__EXTRACTED DATA__.
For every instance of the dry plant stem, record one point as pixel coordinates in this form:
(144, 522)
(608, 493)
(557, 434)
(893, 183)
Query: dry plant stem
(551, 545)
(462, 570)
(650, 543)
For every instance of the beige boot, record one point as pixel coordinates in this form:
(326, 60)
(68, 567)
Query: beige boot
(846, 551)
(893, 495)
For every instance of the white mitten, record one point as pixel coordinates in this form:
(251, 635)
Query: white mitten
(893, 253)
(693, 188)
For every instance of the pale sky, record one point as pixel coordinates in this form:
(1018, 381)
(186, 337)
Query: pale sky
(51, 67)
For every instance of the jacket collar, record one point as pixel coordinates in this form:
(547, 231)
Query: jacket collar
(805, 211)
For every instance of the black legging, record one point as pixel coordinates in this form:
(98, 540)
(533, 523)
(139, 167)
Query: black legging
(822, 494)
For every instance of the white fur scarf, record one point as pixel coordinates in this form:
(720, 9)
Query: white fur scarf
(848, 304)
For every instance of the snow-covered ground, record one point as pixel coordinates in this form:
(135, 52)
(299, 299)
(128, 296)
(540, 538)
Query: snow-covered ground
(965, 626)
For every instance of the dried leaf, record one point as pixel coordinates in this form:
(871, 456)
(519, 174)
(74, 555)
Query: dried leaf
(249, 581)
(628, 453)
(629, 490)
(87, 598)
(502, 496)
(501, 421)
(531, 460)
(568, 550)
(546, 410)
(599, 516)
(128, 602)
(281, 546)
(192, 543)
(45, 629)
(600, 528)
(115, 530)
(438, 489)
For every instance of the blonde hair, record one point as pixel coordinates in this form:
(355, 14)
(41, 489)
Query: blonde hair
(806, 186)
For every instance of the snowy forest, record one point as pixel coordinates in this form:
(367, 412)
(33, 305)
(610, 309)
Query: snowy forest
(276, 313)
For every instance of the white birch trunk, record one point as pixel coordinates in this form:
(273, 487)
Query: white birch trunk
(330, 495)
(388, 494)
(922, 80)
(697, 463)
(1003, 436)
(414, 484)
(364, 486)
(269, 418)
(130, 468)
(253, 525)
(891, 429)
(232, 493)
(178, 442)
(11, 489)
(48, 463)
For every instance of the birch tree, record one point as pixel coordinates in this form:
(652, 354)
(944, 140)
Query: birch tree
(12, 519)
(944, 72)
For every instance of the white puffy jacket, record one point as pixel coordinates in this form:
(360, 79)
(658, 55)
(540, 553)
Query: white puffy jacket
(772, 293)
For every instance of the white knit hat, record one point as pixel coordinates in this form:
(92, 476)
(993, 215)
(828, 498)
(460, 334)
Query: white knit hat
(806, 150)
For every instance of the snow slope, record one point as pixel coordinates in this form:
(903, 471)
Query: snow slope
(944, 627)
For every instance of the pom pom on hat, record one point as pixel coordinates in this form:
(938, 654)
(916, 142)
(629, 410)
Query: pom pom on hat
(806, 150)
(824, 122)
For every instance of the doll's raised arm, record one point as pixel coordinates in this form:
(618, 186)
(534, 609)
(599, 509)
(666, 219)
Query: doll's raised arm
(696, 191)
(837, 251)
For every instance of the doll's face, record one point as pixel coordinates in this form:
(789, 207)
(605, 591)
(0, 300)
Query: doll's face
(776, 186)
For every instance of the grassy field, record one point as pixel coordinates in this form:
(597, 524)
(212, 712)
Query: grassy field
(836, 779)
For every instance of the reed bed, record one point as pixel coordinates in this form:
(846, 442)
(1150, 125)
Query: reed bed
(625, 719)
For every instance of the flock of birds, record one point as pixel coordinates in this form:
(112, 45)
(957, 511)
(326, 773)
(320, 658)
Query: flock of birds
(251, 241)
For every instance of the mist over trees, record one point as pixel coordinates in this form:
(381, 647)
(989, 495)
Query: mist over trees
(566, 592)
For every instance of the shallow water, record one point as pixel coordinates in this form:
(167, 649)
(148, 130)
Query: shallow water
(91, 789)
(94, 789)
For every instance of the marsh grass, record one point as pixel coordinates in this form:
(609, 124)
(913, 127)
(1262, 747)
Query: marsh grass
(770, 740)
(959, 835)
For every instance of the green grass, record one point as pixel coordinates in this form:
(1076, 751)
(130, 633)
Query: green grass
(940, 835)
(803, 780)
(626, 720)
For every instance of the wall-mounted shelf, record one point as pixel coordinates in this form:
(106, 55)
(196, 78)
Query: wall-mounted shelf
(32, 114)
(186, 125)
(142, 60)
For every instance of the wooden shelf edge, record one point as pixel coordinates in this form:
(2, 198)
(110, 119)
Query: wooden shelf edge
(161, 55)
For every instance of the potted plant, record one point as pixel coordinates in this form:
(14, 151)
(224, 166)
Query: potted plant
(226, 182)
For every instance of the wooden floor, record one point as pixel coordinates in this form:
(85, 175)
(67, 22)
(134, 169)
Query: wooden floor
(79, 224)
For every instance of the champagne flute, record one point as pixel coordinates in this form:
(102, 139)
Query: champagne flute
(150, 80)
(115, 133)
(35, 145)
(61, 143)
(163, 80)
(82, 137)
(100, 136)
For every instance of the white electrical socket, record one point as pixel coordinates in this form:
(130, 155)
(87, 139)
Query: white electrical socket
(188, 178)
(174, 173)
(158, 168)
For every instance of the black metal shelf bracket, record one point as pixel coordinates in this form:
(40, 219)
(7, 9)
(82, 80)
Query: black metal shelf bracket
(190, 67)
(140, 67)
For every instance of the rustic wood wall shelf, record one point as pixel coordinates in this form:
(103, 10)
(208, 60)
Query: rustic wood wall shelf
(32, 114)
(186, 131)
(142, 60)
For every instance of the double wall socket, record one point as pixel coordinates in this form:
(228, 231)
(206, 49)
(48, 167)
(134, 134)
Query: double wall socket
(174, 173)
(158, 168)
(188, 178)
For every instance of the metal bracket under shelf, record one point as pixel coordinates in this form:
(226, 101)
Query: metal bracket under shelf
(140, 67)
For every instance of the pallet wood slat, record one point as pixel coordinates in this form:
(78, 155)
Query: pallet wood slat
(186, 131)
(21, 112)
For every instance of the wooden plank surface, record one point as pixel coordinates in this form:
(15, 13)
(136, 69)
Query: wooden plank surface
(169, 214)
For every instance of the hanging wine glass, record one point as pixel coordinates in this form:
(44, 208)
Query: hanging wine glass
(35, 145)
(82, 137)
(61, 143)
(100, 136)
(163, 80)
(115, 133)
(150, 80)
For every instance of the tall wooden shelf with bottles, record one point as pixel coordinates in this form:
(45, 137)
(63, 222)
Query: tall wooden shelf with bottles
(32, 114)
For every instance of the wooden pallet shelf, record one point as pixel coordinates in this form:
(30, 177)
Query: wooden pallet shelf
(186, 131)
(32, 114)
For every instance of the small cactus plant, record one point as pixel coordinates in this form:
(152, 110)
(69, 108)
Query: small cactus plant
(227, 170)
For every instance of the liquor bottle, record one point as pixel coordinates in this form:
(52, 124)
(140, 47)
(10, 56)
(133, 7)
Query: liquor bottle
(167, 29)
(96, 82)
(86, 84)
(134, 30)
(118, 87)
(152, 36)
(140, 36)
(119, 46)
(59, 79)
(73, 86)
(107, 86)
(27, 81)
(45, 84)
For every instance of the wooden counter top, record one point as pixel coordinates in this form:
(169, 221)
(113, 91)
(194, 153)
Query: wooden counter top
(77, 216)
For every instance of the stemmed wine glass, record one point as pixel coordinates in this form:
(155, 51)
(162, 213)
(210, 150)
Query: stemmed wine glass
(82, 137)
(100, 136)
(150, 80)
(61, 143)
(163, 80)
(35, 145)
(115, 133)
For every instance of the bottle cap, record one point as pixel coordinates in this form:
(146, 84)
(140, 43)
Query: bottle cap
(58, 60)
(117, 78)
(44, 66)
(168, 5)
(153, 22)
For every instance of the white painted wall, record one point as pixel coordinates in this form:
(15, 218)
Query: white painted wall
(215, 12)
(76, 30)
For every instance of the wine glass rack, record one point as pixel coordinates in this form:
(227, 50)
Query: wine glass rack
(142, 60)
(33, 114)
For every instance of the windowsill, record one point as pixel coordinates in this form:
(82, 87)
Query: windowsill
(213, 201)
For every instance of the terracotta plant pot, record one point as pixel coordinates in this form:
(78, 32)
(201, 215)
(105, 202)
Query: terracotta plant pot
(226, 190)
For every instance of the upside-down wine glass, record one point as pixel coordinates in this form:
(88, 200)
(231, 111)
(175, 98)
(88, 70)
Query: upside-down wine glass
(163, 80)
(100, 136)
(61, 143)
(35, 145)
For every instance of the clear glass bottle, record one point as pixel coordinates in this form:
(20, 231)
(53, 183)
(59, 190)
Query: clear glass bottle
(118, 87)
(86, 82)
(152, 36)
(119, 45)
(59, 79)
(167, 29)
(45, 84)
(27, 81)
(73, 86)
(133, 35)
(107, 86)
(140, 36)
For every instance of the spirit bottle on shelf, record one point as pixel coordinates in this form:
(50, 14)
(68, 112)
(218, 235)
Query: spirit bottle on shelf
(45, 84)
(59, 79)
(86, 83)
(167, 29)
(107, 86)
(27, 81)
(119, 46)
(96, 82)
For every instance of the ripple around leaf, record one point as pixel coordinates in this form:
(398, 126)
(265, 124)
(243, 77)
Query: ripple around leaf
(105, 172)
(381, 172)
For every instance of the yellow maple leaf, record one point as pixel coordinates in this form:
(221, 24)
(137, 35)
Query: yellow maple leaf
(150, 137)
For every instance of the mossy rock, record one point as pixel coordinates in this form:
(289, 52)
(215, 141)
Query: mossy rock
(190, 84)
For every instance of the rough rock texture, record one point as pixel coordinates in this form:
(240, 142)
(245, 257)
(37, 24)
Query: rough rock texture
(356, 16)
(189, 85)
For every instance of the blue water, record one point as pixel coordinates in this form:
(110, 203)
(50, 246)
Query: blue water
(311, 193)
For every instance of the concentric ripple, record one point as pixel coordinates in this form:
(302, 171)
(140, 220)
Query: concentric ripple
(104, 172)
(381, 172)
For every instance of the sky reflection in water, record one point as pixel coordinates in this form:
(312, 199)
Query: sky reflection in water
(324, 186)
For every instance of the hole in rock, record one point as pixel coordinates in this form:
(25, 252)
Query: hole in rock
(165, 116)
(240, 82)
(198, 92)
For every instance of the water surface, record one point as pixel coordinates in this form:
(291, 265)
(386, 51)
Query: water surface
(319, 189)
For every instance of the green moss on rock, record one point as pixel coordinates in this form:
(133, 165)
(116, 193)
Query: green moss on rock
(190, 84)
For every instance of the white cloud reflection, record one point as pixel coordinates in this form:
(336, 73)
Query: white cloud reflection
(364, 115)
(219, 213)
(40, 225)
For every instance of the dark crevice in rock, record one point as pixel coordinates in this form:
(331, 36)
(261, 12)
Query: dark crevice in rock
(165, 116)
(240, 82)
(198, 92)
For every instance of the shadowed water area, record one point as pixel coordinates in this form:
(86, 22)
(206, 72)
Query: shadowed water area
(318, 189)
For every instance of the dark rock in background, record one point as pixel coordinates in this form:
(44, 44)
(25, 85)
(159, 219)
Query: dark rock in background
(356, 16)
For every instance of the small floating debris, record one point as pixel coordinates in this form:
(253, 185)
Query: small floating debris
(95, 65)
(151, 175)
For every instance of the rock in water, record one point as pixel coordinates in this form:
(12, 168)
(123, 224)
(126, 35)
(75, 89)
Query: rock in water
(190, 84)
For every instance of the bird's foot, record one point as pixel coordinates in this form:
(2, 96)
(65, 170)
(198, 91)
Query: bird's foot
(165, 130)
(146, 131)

__HOW TO COMPLETE THIS TASK__.
Nothing past the line containing "For every instance of the beige" should be restated; transcribe the material exactly from its first line through that line.

__RESULT BELOW__.
For every instance of the dry plant stem, record one point as pixel coordinates in this form:
(144, 522)
(608, 493)
(557, 434)
(893, 183)
Query: dry plant stem
(551, 545)
(462, 570)
(650, 543)
For every instance of the beige boot, record one point as pixel coordinates in this form:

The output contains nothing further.